BEGIN DATASET RECORDS

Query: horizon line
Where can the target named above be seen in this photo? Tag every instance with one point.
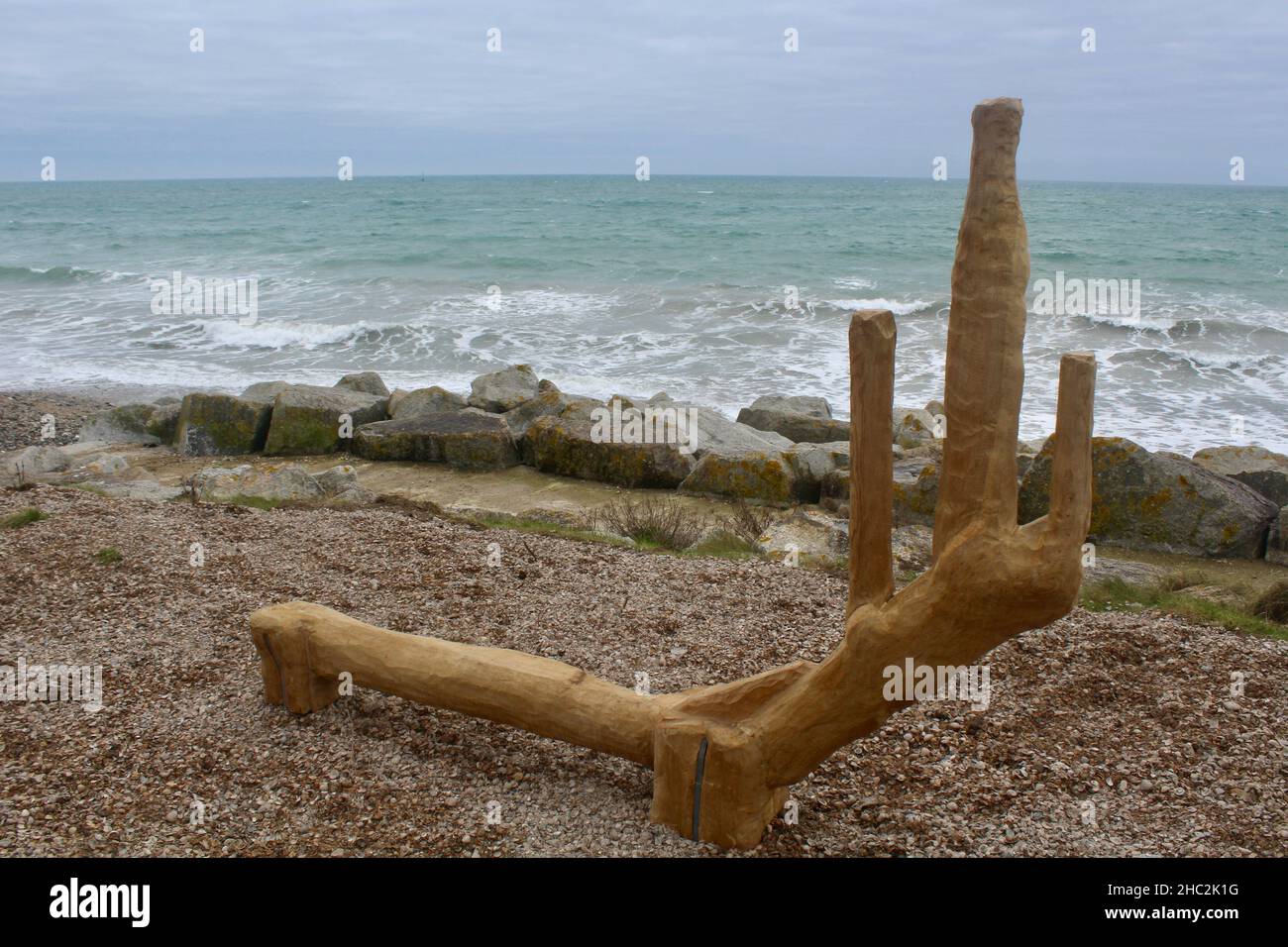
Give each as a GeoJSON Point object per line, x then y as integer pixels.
{"type": "Point", "coordinates": [630, 175]}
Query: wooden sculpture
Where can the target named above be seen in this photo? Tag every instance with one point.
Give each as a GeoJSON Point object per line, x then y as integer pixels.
{"type": "Point", "coordinates": [724, 757]}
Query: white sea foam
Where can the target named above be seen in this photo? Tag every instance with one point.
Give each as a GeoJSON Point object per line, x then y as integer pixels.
{"type": "Point", "coordinates": [894, 305]}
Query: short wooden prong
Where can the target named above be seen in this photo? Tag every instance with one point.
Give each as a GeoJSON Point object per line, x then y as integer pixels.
{"type": "Point", "coordinates": [872, 341]}
{"type": "Point", "coordinates": [1070, 472]}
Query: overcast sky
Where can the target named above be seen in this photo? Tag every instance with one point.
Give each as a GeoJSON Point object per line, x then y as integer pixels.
{"type": "Point", "coordinates": [1171, 93]}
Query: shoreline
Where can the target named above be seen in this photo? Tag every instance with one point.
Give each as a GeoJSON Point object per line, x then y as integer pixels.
{"type": "Point", "coordinates": [114, 394]}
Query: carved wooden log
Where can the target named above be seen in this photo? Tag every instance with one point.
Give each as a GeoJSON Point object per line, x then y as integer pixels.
{"type": "Point", "coordinates": [722, 757]}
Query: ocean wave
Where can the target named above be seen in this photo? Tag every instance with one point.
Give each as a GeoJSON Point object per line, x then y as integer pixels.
{"type": "Point", "coordinates": [281, 335]}
{"type": "Point", "coordinates": [880, 303]}
{"type": "Point", "coordinates": [63, 274]}
{"type": "Point", "coordinates": [854, 282]}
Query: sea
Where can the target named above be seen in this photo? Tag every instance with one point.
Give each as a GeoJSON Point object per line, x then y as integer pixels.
{"type": "Point", "coordinates": [712, 289]}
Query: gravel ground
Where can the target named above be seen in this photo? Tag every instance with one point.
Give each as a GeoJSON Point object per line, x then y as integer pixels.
{"type": "Point", "coordinates": [21, 415]}
{"type": "Point", "coordinates": [1131, 712]}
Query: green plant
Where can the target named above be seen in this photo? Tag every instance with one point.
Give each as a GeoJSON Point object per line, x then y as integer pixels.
{"type": "Point", "coordinates": [747, 522]}
{"type": "Point", "coordinates": [652, 522]}
{"type": "Point", "coordinates": [1119, 595]}
{"type": "Point", "coordinates": [1273, 604]}
{"type": "Point", "coordinates": [18, 519]}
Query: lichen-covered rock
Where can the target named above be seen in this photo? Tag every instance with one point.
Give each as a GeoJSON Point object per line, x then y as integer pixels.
{"type": "Point", "coordinates": [812, 463]}
{"type": "Point", "coordinates": [107, 466]}
{"type": "Point", "coordinates": [465, 440]}
{"type": "Point", "coordinates": [271, 483]}
{"type": "Point", "coordinates": [800, 419]}
{"type": "Point", "coordinates": [163, 423]}
{"type": "Point", "coordinates": [768, 476]}
{"type": "Point", "coordinates": [565, 446]}
{"type": "Point", "coordinates": [266, 390]}
{"type": "Point", "coordinates": [1276, 548]}
{"type": "Point", "coordinates": [307, 419]}
{"type": "Point", "coordinates": [505, 389]}
{"type": "Point", "coordinates": [425, 401]}
{"type": "Point", "coordinates": [912, 427]}
{"type": "Point", "coordinates": [136, 423]}
{"type": "Point", "coordinates": [1142, 500]}
{"type": "Point", "coordinates": [1263, 471]}
{"type": "Point", "coordinates": [806, 536]}
{"type": "Point", "coordinates": [548, 403]}
{"type": "Point", "coordinates": [835, 492]}
{"type": "Point", "coordinates": [713, 433]}
{"type": "Point", "coordinates": [38, 459]}
{"type": "Point", "coordinates": [915, 491]}
{"type": "Point", "coordinates": [222, 424]}
{"type": "Point", "coordinates": [338, 479]}
{"type": "Point", "coordinates": [365, 381]}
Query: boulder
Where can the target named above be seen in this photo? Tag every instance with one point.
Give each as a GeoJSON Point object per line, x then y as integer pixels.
{"type": "Point", "coordinates": [107, 466]}
{"type": "Point", "coordinates": [246, 482]}
{"type": "Point", "coordinates": [812, 463]}
{"type": "Point", "coordinates": [425, 401]}
{"type": "Point", "coordinates": [163, 423]}
{"type": "Point", "coordinates": [807, 535]}
{"type": "Point", "coordinates": [912, 427]}
{"type": "Point", "coordinates": [38, 459]}
{"type": "Point", "coordinates": [763, 475]}
{"type": "Point", "coordinates": [338, 479]}
{"type": "Point", "coordinates": [835, 492]}
{"type": "Point", "coordinates": [1142, 500]}
{"type": "Point", "coordinates": [1263, 471]}
{"type": "Point", "coordinates": [548, 403]}
{"type": "Point", "coordinates": [565, 446]}
{"type": "Point", "coordinates": [915, 488]}
{"type": "Point", "coordinates": [911, 548]}
{"type": "Point", "coordinates": [365, 381]}
{"type": "Point", "coordinates": [915, 491]}
{"type": "Point", "coordinates": [134, 423]}
{"type": "Point", "coordinates": [340, 484]}
{"type": "Point", "coordinates": [266, 390]}
{"type": "Point", "coordinates": [222, 424]}
{"type": "Point", "coordinates": [800, 419]}
{"type": "Point", "coordinates": [713, 433]}
{"type": "Point", "coordinates": [307, 418]}
{"type": "Point", "coordinates": [1276, 549]}
{"type": "Point", "coordinates": [462, 438]}
{"type": "Point", "coordinates": [505, 389]}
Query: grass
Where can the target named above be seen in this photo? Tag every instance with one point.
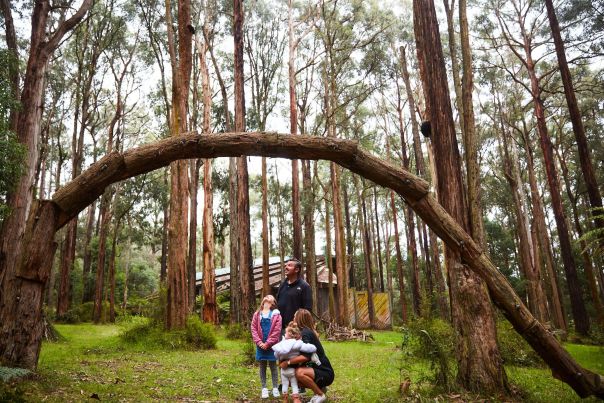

END DATASET RECORDS

Tally every line of the listing that holds the string "wooden", then give the number by itself.

3